THE EXERCISE: Convert every row below into a JSON list of strings, with one string for each line and any blank lines omitted.

RECORDS TO USE:
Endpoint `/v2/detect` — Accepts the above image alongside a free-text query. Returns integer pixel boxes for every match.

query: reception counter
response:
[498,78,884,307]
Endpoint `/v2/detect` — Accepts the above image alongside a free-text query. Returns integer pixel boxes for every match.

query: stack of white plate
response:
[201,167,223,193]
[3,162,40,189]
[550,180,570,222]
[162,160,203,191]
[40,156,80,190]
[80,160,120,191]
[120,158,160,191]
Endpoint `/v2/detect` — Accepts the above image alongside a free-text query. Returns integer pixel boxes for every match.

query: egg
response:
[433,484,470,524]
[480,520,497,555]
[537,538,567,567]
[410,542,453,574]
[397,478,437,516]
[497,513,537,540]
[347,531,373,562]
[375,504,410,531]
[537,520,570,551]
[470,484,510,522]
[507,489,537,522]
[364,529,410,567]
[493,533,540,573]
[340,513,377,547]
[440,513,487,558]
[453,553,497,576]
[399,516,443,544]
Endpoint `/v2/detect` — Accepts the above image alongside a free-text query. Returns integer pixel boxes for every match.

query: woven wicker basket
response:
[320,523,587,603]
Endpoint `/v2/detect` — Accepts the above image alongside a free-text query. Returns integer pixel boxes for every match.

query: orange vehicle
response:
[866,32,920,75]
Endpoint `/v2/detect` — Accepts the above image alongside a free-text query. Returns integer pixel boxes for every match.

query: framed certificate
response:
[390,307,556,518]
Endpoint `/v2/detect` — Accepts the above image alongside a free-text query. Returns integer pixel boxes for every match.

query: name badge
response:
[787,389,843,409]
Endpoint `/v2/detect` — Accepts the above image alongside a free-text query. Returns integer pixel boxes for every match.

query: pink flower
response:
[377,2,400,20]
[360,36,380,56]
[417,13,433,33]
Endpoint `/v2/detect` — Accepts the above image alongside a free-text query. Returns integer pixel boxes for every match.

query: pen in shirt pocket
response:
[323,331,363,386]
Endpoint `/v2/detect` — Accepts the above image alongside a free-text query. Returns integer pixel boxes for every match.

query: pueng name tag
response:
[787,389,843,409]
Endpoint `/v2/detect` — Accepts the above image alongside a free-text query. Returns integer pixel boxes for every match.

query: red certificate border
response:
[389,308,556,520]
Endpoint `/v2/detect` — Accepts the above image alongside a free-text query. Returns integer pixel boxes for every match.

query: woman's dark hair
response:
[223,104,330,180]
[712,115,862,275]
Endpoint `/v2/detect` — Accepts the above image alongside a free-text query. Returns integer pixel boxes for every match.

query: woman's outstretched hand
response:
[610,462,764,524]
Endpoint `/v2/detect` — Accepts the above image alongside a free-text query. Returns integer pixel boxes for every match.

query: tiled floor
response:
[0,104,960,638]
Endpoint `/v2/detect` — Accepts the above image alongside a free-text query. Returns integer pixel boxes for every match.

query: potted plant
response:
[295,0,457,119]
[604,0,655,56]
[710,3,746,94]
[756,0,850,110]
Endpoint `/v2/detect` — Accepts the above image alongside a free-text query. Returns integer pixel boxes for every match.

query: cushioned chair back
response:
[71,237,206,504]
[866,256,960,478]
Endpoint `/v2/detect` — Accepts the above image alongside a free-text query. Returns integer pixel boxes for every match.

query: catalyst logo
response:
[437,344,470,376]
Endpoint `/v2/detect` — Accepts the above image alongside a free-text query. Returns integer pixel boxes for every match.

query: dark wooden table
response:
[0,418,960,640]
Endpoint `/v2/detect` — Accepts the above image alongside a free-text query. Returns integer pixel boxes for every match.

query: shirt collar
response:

ANSWER TO THE TASK:
[
  "Endpoint `/v2/detect` — Accepts the above image alongside a free-text query. Returns integer pixel boxes for every match.",
  "query: reception counter",
  "response:",
  "[498,78,884,307]",
  "Endpoint `/v2/detect` — Accepts the above image alongside a free-text query. Returns integer pixel boxes for every match.",
  "query: stack of white plate",
  "response:",
  "[201,167,223,193]",
  "[3,162,40,189]",
  "[550,180,570,222]",
  "[162,160,203,191]",
  "[40,156,80,190]",
  "[80,160,120,191]",
  "[120,158,160,191]",
  "Endpoint `/v2/detect` — Accepts the above image alongside a free-text query. Returns integer pixel boxes for every match.",
  "query: egg",
  "response:",
  "[433,484,470,524]",
  "[480,520,497,555]",
  "[537,538,567,567]",
  "[410,542,453,574]",
  "[397,478,437,516]",
  "[497,513,537,540]",
  "[347,531,373,562]",
  "[375,504,410,531]",
  "[537,520,570,551]",
  "[470,484,510,522]",
  "[507,489,537,522]",
  "[364,529,410,567]",
  "[493,533,540,573]",
  "[340,513,377,547]",
  "[440,513,487,558]",
  "[453,553,497,576]",
  "[399,516,443,544]",
  "Endpoint `/v2/detect` — Accepts the above image alongside a free-text query. Returns integer pixel boxes for every match.",
  "query: woven wicker basket",
  "response:",
  "[320,523,587,603]",
  "Endpoint `/v2/detect` — Accepts the above image alongside a free-text query. Returns integer pixel boxes for every match.",
  "query: orange vehicle",
  "response:",
  "[866,32,920,75]",
  "Endpoint `/v2/detect` — Accepts the above image alongside a free-text query. Returns integer pixel boxes for every match.",
  "query: framed certificate",
  "response:",
  "[390,307,556,518]",
  "Endpoint `/v2/detect` — Accepts the above image alongside a free-text query. Returns integer pixel boxes for every match.",
  "query: name badge",
  "response:",
  "[787,389,843,409]",
  "Endpoint `/v2/detect` — Accepts the above image alongside a free-text query. Returns integer pixel boxes for every match.",
  "query: pink flower",
  "response:",
  "[377,2,400,20]",
  "[360,36,380,56]",
  "[417,13,433,33]",
  "Endpoint `/v2/detect` — Accepts the above image alongside a free-text query. Returns integer pixel boxes for every match.",
  "query: pen in shirt pocket",
  "response:",
  "[323,331,363,386]",
  "Endpoint `/v2/detect` — Accepts the above image alongside a free-text query. Returns integer pixel boxes for every match.",
  "query: pueng name tag",
  "response:",
  "[787,389,843,409]",
  "Endpoint `/v2/detect` — Accepts the above image alongside a free-text query. Returns integer pixel boxes for every match.",
  "query: red certificate border",
  "response:",
  "[389,308,556,520]",
  "Endpoint `/v2/detect` — Accepts the above image alongside a free-text query. Returns integer pixel boxes for every match.",
  "query: woman's dark hair",
  "response:",
  "[223,104,330,180]",
  "[712,115,862,275]",
  "Endpoint `/v2/detect` — Accepts the above image alongside a free-text query. Returns integer pixel boxes for every match.",
  "query: woman's outstretched hand",
  "response:",
  "[610,462,764,524]",
  "Endpoint `/v2/detect` — Accepts the above image alongside a free-text query. Returns integer pixel boxes for every match.",
  "query: tiled floor",
  "response:",
  "[0,104,960,638]",
  "Endpoint `/v2/detect` — Accepts the above image alongside a free-text query. Returns integer pixel boxes for every match.",
  "query: potted plant",
  "response:",
  "[295,0,457,119]",
  "[604,0,655,56]",
  "[710,3,746,94]",
  "[756,0,850,110]",
  "Endpoint `/v2/detect` — Accepts the above image alongside a free-text query. Returns integer pixel boxes for every match.",
  "query: cushioned chair back",
  "response:",
  "[71,237,206,504]",
  "[866,256,960,478]",
  "Endpoint `/v2/detect` — Accepts the above image alongside a free-text query. Returns integer pixel boxes for every match.",
  "query: catalyst logo",
  "response:",
  "[437,344,470,376]",
  "Endpoint `/v2/detect` — Accepts the above image alongside a free-text query. Returns integer pixel boxes for every match.",
  "query: dark wooden table",
  "response:",
  "[0,418,960,640]",
  "Endpoint `/v2/detect` — Accepts the above image alongside a free-text query. Returns integer pixel boxes for every match.",
  "query: shirt collar",
  "response:"
]